TEXT FOR ANALYSIS section start

Tuesday, 23 August 2011

We Thought That You Would Be Happier As Yourself!

  At the time of the Prisoner's medical examination in Arrival, he asked about his own clothes, when told that he'd be given new ones. 'What about my old ones?' the Prisoner asked 'They've been burnt.' the doctor informed him.
   Now why should the Prisoner's old clothes be burnt? Was it a case of the possibility of contamination of some kind? Most unlikely. But then upon leaving the Examination Room, the Prisoner looks in through the window of the Aversion Therapy Room. There, at the far end of the room, is a baldheaded man, uttering some incomprehensible jibberish, wearing the Prisoner's own suit of clothes, why? What's more, why did the doctor lie about the clothes having been burnt? Because clearly they weren't, as they turn up again in Dance of the Dead, specially delivered for the occasion of the Ball to be held in the Town Hall that evening. But soon after which,  the Prisoner's own clothes were taken away from him for a second time, stored somewhere until it was time to bring them out again in time for when the Prisoner would be his old self once more. Or at least when it was time for someone else to play the role of the Prisoner in Do Not Forsake Me Oh My Darling, the Colonel.
   But the Colonel {Nigel Stock} is a different size to that of the Prisoner {Patrick McGoohan}, so surely it had to be a different suit of clothes which the Colonel wore. But if they weren't, how did the Prisoner's suit arrive back at the Village for them to adorn the dummy pictured here? After all when the Colonel was brought back to the Village from Kandersfeld in Austria, he was wearing a different suit, white shirt, and tie. Not attired as the Prisoner had been, although technically he was still that person, until Professor Seltzman put them through the mind transference for a second time. But thinking about it, perhaps the person who returned the Prisoner's Lotus 7 back to London, brought the Prisoner's own suit of clothes back with him to the Village, always providing that the Colonel had brought them with him on his journey to Austria in the first place. Either that, or collected from the Prisoner's London home. In any case, there they were, attired on a dummy of the Prisoner, waiting for him to be his old self once more, this time for good......or so we thought!

TEXT FOR ANALYSIS section end
RECORDS SUPPLIED section start

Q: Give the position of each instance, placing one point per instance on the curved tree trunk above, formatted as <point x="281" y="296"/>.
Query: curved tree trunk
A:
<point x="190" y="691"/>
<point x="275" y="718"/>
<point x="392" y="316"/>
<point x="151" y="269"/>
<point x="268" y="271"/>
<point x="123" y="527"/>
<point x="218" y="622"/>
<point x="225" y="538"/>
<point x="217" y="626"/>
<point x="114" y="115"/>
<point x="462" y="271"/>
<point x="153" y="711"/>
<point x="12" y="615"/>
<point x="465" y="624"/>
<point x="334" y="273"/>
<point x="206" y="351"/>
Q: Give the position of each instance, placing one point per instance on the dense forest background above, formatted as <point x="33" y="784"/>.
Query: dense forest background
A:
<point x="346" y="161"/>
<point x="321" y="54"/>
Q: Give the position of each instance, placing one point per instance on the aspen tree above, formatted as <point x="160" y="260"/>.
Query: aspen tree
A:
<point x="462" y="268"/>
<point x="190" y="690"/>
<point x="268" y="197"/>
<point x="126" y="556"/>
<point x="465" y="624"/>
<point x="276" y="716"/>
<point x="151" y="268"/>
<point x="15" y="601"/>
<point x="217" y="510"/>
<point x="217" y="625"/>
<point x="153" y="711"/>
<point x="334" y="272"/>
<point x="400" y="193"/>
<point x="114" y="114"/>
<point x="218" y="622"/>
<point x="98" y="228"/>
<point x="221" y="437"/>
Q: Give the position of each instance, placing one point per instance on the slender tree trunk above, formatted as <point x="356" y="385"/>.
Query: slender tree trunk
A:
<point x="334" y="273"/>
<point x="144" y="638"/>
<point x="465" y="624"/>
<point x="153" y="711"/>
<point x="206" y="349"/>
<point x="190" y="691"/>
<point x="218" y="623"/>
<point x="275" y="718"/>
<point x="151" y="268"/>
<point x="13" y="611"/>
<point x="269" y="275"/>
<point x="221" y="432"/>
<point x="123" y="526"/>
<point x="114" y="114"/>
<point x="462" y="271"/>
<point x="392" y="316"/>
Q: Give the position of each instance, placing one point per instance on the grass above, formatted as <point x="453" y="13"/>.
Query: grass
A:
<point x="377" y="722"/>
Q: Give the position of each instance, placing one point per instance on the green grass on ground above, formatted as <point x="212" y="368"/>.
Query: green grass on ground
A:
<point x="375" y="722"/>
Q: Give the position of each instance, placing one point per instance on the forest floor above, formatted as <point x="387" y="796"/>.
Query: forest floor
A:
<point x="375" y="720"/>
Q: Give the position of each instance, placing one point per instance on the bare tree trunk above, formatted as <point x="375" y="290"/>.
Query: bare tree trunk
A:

RECORDS SUPPLIED section end

→ **WHAT TO PRODUCE**
In the post about the Prisoner's clothes, put this sentence into Spanish: "Now why should the Prisoner's old clothes be burnt?"

→ **ANSWER TO THE EXERCISE**
Ahora bien, ¿por qué tendría que quemarse la ropa vieja del Prisionero?